Pointing records
>> Begin
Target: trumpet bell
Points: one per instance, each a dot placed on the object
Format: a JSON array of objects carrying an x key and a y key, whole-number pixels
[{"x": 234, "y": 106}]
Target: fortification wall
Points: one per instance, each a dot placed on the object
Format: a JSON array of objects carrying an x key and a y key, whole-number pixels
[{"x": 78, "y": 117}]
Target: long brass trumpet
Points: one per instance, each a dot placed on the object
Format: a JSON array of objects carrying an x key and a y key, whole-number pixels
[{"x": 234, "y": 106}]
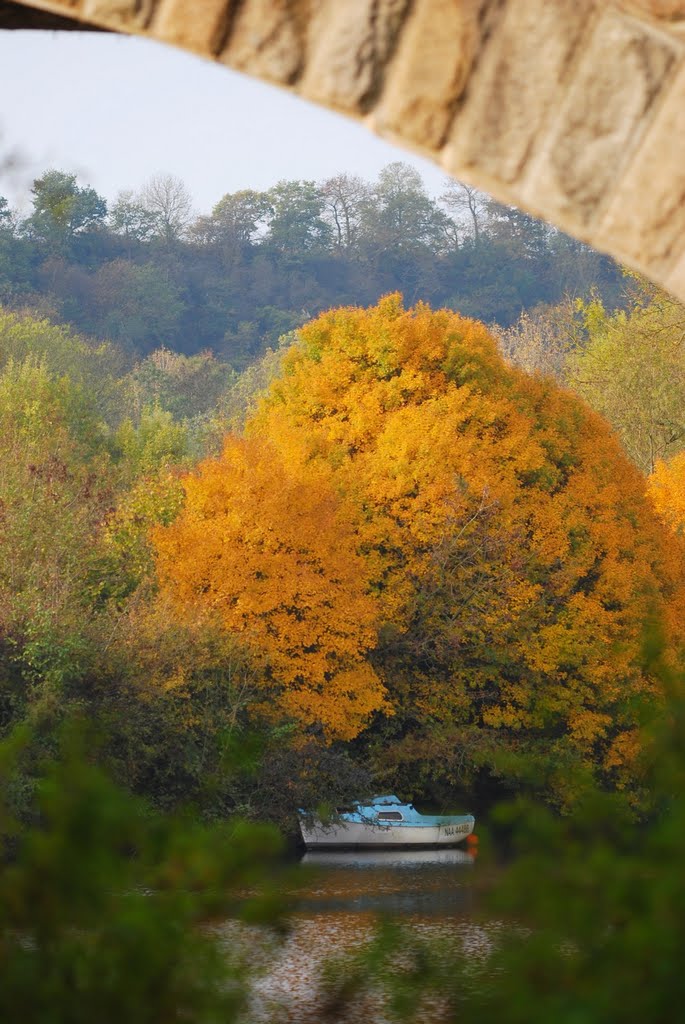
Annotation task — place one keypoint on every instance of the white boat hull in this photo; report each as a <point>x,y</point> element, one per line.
<point>355,834</point>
>> End
Recast the lines above as a Markdown table with two columns, Row and Text, numbering each row and skipping any blank lines. Omit the pictures from the table.

| Row | Text |
|---|---|
| 1 | Target: trumpet bell |
| 2 | Points: one per instance, each a dot placed on the object |
| 3 | Format: a JSON array of objects carrying an x key and a y key, whole-number pixels |
| 4 | [{"x": 234, "y": 106}] |
| 5 | Target: fortification wall |
| 6 | Points: one per instance, each a dot placed on the object |
| 7 | Format: a JSON array of objects carrying an x key and a y key, whole-number pixels |
| 8 | [{"x": 78, "y": 117}] |
| 9 | Target: long brass trumpet |
| 10 | Points: one per instance, each a dot placed on the object |
| 11 | Format: a JSON array of objects carrying an x key and a y key, whole-number pixels |
| 12 | [{"x": 234, "y": 106}] |
| 13 | Annotation task — place one keypoint on every instance of the white boat hull in this photo; report each as a <point>x,y</point> element, one per line. |
| 14 | <point>355,834</point> |